### Acciones requeridas
(A) Copia el pasaje del texto sobre la película de los Dardenne que empieza en las palabras "La mirada de" y termina tras "les pueden arrebatar.", y sustituye "fuerza vital" por "energía vital".
(B) Enumera las cualidades que, según el texto sobre la película de los Dardenne, forman la otra faceta de las vidas de Tori y Lokita.

### Documento

'''

La mirada de Luc y Jean-Pierre Dardenne es limpia y generosa. Los cineastas no se engañan, no son ingenuos. Saben que el futuro de Tori y Lokita es tan oscuro como su piel, que sus posibilidades de vivir una existencia laboral legal y decente son escasas por no decir casi nulas, pero nos muestran que también existe otra faceta de sus vidas: su entereza, su fuerza vital, su solidaridad mutua, su fe en un futuro mejor, el optimismo que necesitan para seguir viviendo –sin desmoronarse– en las condiciones en las que viven. Por eso esta película devastadora y optimista a la vez (sin ápice de sentimentalismo) nos hace ver de otra manera una realidad con la que convivimos y de la que muchas veces solo vemos la cara más terrible y más bárbara, olvidándonos de toda la belleza y de toda la fuerza vital con la que las víctimas defienden el único territorio que no les pueden arrebatar.

'''

### Ítems del conjunto
'''

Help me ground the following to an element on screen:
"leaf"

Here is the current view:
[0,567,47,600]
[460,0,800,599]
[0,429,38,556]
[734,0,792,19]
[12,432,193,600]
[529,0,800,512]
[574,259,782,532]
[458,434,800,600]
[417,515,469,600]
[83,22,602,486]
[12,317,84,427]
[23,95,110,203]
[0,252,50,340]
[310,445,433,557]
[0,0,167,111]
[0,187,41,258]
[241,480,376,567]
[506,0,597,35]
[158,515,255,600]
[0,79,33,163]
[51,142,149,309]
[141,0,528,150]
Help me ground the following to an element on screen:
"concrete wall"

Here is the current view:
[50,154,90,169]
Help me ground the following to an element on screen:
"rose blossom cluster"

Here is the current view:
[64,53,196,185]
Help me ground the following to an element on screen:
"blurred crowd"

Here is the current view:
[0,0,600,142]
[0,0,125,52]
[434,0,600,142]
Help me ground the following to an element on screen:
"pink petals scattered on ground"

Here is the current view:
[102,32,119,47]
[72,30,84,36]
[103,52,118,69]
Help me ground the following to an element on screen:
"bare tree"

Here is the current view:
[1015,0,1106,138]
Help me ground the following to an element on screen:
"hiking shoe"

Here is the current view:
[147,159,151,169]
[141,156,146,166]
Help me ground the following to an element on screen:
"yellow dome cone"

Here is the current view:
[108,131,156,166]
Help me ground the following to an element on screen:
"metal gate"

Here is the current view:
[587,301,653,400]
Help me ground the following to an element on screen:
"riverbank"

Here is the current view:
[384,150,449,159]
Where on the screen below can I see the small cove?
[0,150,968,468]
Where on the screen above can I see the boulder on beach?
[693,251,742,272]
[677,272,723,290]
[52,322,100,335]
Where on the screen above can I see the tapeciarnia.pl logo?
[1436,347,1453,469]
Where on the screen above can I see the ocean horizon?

'''

### Resultados por tarea
(A)
La mirada de Luc y Jean-Pierre Dardenne es limpia y generosa. Los cineastas no se engañan, no son ingenuos. Saben que el futuro de Tori y Lokita es tan oscuro como su piel, que sus posibilidades de vivir una existencia laboral legal y decente son escasas por no decir casi nulas, pero nos muestran que también existe otra faceta de sus vidas: su entereza, su energía vital, su solidaridad mutua, su fe en un futuro mejor, el optimismo que necesitan para seguir viviendo –sin desmoronarse– en las condiciones en las que viven. Por eso esta película devastadora y optimista a la vez (sin ápice de sentimentalismo) nos hace ver de otra manera una realidad con la que convivimos y de la que muchas veces solo vemos la cara más terrible y más bárbara, olvidándonos de toda la belleza y de toda la energía vital con la que las víctimas defienden el único territorio que no les pueden arrebatar.

(B)
- su entereza
- su fuerza vital
- su solidaridad mutua
- su fe en un futuro mejor
- el optimismo que necesitan para seguir viviendo